Stated exercise ▸ Word for word, transcribe the lines below and drop the pictures.

Record extracts ▸
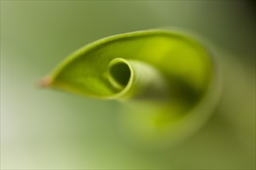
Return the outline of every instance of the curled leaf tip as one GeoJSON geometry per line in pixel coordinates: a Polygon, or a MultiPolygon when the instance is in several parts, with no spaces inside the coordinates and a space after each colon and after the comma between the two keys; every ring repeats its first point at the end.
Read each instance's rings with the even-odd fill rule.
{"type": "Polygon", "coordinates": [[[37,87],[50,87],[53,82],[53,79],[50,76],[46,76],[37,83],[37,87]]]}

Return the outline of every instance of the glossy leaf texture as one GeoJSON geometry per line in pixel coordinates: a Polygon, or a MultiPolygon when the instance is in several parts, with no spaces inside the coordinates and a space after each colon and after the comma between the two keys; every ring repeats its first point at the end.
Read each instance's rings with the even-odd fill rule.
{"type": "Polygon", "coordinates": [[[125,136],[161,147],[184,140],[206,122],[220,94],[219,70],[212,54],[194,39],[152,29],[82,47],[42,85],[122,101],[125,136]]]}

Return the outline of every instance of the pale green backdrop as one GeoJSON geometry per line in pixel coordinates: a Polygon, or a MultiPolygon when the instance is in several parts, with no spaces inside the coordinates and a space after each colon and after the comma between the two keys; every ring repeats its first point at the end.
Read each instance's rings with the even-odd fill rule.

The output ▸
Return the outline of every instance of the curled leaf tip as one GeoJSON geometry per line in pixel coordinates: a Polygon, or a MultiPolygon when the instance is in several parts, with no spaces inside the coordinates and a space after each colon and after the comma between the two keys; every ring repeats its first point at the end.
Read each instance's rings with the even-odd fill rule.
{"type": "Polygon", "coordinates": [[[37,87],[50,87],[53,82],[53,79],[50,76],[46,76],[37,83],[37,87]]]}

Return the outline of every instance of the glossy leaf texture as one GeoJSON geometry per line in pixel coordinates: a Polygon, or a MultiPolygon when the instance is in several parts, with no spaces inside the coordinates and a space after each colon and after the comma between the two keys; every ring repeats its first point at the end.
Read each instance's rings with the even-odd fill rule.
{"type": "Polygon", "coordinates": [[[125,136],[161,147],[184,140],[206,122],[220,94],[219,70],[212,54],[194,39],[152,29],[82,47],[42,85],[122,101],[125,136]]]}

Return the outline of every instance of the pale green backdrop as one GeoJSON geometry per line in pixel coordinates: a Polygon, or a MultiPolygon when the instance is in several parts, with no spaces inside the coordinates and a space after each colon and after the comma between the two keys; every ring repeats its first point at the end.
Read each instance's rings with the even-odd fill rule.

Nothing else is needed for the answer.